> [Excerpted records]:
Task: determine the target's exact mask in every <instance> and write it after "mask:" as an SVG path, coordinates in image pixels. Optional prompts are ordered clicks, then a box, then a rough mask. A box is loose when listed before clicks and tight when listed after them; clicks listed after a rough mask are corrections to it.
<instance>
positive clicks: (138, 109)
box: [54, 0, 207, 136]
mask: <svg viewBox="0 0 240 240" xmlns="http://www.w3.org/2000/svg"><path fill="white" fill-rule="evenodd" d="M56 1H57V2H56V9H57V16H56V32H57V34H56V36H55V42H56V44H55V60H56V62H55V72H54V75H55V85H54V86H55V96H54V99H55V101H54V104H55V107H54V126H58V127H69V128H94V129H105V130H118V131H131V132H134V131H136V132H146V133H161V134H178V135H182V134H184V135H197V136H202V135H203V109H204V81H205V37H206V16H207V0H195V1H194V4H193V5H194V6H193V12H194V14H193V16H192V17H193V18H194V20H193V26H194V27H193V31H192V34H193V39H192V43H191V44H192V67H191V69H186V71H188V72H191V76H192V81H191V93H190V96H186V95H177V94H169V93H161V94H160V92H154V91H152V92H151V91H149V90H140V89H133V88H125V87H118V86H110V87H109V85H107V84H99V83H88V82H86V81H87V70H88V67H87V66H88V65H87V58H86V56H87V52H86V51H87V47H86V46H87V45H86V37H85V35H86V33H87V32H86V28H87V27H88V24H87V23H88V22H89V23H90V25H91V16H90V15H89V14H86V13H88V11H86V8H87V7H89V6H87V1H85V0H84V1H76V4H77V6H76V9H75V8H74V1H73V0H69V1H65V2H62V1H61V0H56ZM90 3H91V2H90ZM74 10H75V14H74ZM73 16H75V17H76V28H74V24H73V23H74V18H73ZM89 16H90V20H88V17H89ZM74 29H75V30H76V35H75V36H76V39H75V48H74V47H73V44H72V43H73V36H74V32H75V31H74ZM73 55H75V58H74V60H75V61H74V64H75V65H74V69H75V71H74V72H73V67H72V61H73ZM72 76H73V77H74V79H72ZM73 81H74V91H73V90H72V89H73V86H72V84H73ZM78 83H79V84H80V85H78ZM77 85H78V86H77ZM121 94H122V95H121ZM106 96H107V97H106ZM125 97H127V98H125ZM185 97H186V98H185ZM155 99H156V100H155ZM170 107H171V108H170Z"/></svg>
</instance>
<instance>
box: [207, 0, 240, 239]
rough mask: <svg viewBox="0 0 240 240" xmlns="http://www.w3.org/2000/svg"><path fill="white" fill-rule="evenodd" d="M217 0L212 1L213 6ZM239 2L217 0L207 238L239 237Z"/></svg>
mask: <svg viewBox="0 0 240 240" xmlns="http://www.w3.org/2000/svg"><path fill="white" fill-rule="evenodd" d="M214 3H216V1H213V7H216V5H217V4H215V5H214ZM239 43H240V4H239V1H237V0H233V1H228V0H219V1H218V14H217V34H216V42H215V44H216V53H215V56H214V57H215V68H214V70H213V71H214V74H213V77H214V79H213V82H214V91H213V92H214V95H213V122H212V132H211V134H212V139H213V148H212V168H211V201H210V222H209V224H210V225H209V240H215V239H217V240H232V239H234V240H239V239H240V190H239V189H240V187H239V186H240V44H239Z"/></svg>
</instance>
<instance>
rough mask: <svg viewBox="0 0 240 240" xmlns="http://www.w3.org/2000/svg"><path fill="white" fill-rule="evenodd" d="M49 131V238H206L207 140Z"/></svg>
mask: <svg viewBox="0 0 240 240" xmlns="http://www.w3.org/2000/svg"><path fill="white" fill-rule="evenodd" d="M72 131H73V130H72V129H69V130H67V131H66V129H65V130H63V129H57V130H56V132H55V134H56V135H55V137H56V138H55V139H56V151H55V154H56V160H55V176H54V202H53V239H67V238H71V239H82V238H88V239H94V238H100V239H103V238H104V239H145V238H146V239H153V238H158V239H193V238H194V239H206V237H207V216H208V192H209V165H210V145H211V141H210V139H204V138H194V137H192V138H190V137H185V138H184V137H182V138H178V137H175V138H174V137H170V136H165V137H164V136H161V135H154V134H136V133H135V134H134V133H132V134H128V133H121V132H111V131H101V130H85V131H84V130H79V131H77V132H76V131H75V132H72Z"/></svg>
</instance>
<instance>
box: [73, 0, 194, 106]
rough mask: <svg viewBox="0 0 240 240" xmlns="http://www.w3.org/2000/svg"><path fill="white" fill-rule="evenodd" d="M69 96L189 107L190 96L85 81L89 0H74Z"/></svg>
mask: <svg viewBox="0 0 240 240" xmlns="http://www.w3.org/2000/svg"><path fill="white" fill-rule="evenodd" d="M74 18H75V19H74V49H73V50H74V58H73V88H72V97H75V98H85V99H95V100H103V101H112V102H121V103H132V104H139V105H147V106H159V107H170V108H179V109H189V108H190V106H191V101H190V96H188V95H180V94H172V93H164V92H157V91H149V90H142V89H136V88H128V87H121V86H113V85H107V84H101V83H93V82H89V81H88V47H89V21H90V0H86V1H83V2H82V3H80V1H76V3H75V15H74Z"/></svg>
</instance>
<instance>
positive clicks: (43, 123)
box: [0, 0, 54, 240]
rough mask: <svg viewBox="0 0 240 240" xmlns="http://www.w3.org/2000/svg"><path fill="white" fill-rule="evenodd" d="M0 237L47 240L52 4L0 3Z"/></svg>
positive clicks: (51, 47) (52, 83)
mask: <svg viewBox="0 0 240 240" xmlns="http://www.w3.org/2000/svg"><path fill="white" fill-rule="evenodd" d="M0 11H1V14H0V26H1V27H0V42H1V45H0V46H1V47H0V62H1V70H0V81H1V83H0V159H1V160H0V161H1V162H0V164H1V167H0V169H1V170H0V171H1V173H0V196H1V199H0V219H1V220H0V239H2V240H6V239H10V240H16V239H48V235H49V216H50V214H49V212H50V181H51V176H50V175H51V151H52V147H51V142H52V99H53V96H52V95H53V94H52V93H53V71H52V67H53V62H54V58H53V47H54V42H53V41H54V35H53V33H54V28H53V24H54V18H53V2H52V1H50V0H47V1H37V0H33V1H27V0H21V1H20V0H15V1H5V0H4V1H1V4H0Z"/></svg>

* * *

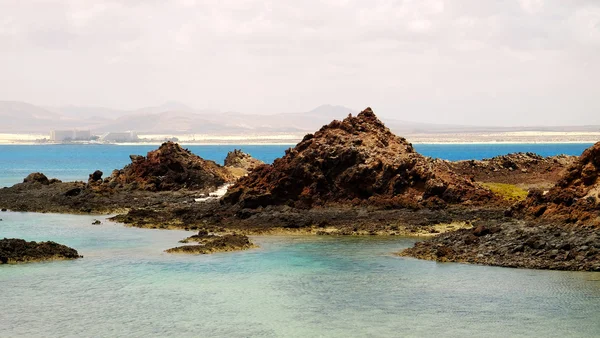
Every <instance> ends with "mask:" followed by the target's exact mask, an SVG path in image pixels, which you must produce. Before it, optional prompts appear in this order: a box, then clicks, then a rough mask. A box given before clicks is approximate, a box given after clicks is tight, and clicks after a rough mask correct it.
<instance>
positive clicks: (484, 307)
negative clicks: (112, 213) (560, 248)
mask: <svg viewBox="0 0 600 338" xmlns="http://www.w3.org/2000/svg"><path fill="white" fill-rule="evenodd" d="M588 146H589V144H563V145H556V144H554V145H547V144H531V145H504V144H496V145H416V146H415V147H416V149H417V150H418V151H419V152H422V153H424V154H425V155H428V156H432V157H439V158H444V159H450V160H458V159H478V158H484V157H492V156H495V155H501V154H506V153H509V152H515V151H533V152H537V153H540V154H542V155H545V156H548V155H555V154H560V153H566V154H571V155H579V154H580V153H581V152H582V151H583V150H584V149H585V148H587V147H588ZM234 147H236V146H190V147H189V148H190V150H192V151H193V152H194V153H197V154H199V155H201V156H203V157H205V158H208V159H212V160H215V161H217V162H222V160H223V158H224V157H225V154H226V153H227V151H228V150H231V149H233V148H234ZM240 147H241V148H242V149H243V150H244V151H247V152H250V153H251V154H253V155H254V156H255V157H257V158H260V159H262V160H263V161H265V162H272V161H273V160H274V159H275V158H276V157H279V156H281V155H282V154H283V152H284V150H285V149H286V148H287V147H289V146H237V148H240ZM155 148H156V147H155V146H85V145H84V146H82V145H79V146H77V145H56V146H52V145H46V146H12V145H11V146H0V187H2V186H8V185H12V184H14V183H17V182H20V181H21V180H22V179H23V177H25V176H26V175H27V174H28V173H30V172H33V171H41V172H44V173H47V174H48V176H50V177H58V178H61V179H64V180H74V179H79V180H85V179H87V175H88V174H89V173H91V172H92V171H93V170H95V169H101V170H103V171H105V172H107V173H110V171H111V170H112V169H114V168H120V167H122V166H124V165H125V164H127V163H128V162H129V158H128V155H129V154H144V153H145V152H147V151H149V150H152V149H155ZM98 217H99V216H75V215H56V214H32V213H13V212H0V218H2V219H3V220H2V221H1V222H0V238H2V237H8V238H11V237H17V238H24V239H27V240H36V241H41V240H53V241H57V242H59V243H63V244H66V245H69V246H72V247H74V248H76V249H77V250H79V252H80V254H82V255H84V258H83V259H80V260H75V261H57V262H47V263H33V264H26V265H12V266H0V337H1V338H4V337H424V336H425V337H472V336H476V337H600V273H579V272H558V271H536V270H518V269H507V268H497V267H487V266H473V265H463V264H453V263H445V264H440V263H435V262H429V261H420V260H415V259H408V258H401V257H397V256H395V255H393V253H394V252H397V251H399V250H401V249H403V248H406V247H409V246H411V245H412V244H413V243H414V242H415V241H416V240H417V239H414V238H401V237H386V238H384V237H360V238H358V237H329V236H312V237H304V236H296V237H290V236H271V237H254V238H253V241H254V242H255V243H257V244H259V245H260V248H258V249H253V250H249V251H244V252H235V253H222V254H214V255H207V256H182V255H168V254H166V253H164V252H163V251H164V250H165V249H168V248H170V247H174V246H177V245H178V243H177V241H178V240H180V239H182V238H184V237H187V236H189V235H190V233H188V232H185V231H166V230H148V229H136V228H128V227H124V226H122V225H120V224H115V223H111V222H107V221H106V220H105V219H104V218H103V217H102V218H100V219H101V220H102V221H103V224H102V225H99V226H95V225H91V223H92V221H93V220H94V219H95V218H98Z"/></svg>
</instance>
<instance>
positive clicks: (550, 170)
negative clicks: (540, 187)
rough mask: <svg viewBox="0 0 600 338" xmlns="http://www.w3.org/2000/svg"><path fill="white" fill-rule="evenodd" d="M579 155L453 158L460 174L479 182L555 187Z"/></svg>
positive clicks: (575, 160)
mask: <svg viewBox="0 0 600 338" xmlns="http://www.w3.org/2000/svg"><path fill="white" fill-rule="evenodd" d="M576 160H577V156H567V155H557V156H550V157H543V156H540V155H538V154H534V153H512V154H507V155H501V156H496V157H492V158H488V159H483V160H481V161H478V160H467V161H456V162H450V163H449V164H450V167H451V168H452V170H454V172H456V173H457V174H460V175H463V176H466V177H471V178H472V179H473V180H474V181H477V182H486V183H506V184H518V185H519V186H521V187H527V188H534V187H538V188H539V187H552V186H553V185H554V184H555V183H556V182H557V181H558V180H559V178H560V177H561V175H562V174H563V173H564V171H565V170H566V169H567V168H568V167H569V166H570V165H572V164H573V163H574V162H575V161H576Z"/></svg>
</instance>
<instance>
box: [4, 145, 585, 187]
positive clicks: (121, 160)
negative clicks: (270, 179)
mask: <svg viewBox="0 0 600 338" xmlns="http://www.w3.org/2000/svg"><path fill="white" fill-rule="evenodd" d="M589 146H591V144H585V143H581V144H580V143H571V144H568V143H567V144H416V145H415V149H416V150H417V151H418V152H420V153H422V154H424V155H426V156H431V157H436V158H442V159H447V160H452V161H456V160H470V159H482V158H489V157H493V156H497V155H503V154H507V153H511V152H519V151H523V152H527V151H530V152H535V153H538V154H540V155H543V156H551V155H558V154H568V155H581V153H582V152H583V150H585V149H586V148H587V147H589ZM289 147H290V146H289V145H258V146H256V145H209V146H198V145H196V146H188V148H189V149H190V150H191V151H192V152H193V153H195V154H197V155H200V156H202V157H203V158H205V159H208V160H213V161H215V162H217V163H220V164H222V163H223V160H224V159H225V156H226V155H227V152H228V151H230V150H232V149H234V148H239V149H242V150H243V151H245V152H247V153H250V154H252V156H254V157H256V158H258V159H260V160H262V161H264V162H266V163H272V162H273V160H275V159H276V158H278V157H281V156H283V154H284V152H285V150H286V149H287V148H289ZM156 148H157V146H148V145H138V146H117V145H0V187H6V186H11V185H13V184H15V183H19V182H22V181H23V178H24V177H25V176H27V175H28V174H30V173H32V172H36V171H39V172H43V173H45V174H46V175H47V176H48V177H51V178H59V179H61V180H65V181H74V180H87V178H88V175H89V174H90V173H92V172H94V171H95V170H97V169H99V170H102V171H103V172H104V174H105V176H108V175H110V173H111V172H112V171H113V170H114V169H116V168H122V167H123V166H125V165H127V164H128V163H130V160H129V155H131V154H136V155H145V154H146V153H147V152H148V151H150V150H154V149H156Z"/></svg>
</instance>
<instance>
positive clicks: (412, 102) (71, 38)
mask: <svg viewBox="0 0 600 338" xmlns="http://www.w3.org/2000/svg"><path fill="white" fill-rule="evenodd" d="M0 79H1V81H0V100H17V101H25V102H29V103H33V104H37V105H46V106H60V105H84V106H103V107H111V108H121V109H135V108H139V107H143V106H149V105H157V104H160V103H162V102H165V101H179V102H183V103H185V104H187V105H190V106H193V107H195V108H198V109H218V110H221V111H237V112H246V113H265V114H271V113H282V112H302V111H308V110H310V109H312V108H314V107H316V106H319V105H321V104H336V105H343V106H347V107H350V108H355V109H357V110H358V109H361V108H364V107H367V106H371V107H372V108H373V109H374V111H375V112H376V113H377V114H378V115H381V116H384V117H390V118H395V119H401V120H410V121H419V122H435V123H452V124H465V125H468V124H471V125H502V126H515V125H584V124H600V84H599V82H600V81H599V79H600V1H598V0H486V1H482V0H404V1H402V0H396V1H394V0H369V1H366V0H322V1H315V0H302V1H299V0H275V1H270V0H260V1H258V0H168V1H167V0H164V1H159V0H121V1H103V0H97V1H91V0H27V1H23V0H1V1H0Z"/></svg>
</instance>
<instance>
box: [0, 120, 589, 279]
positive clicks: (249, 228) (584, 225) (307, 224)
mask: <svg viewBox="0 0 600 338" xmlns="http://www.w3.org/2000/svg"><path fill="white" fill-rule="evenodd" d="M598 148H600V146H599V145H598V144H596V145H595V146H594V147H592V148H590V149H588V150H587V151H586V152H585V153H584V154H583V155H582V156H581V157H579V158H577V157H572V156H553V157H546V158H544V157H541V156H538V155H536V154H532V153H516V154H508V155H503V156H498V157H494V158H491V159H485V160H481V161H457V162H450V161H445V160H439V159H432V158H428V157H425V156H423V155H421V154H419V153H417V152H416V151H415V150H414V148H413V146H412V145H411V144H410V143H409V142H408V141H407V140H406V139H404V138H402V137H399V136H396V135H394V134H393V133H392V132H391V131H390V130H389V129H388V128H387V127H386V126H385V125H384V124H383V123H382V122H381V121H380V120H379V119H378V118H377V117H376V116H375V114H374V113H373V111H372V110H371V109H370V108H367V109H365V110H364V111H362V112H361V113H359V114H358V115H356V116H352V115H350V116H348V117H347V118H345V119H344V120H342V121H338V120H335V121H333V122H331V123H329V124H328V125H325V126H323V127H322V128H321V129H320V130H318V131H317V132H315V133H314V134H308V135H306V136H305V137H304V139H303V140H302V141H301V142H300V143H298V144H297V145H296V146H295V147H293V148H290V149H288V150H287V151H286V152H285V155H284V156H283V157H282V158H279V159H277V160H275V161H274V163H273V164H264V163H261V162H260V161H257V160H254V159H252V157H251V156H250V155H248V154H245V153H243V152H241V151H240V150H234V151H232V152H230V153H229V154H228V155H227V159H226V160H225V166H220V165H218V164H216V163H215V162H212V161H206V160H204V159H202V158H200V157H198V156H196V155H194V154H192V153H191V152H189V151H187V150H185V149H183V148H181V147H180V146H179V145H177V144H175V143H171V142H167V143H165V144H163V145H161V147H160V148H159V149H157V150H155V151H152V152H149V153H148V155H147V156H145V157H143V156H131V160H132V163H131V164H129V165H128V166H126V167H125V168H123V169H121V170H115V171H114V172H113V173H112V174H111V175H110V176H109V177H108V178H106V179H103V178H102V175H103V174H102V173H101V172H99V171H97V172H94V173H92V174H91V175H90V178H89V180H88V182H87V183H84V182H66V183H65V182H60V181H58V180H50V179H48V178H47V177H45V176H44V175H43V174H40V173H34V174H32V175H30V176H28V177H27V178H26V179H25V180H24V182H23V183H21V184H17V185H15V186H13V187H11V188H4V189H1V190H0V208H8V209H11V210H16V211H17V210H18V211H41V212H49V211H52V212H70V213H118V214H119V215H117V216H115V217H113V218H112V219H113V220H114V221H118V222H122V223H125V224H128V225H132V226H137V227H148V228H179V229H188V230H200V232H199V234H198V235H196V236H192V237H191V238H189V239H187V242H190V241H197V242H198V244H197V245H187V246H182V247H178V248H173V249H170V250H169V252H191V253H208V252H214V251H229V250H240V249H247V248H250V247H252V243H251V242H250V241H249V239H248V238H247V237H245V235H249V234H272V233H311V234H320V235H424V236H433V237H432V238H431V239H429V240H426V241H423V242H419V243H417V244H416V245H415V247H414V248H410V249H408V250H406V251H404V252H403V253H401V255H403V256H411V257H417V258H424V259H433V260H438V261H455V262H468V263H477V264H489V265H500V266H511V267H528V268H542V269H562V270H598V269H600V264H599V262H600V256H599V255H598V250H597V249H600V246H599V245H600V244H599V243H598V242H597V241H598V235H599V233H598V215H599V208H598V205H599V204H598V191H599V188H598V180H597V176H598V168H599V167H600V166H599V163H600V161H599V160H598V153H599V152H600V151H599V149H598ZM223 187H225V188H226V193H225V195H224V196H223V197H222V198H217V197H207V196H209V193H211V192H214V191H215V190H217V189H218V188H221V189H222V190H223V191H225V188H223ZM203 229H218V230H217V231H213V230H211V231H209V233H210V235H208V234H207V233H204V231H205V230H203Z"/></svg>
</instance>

---

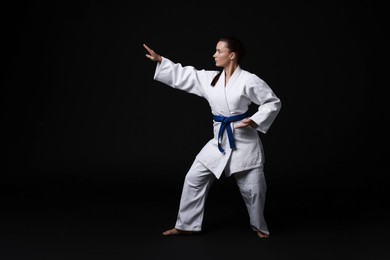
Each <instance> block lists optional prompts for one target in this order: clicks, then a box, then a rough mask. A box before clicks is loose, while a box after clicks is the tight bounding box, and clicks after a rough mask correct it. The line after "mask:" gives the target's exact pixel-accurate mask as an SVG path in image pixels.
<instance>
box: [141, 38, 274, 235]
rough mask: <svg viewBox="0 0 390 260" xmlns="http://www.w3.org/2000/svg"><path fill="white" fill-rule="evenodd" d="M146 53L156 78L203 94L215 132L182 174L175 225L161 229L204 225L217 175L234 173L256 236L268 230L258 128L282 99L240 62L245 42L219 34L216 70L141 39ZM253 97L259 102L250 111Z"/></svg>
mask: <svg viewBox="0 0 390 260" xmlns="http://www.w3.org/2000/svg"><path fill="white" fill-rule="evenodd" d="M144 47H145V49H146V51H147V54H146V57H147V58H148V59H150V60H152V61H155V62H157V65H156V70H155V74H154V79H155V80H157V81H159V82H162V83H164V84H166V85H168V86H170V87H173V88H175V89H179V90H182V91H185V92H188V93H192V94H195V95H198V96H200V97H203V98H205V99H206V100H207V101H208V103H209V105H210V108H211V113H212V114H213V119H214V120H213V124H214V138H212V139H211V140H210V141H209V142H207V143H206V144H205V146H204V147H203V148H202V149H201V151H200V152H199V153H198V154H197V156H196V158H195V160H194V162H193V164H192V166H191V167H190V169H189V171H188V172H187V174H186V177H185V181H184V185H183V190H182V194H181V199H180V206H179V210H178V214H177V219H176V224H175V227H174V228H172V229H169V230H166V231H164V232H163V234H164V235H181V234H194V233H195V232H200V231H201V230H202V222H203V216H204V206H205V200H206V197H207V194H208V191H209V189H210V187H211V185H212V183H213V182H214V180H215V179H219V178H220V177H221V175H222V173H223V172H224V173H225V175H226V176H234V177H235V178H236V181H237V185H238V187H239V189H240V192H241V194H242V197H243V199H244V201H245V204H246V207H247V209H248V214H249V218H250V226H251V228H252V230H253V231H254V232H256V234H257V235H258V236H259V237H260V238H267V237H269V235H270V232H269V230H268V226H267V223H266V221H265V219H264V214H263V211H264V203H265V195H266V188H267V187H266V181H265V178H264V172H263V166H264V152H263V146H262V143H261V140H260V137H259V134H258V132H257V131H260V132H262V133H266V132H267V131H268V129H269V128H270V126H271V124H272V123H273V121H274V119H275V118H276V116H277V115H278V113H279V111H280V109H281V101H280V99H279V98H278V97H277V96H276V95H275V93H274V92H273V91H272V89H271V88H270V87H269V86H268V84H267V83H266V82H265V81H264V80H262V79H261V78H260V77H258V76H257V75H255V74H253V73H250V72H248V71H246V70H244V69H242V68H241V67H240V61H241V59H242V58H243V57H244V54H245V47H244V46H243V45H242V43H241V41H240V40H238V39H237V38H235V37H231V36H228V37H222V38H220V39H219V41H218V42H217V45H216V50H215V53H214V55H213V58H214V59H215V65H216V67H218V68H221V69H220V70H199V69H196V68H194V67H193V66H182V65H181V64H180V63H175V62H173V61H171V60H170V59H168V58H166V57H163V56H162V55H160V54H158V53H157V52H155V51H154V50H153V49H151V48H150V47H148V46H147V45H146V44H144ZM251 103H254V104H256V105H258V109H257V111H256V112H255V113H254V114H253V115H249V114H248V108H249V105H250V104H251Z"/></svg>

> [Assigned task]: In the listing, find every line with the word "this" and state how many there are, nothing more.

> [Expected answer]: 2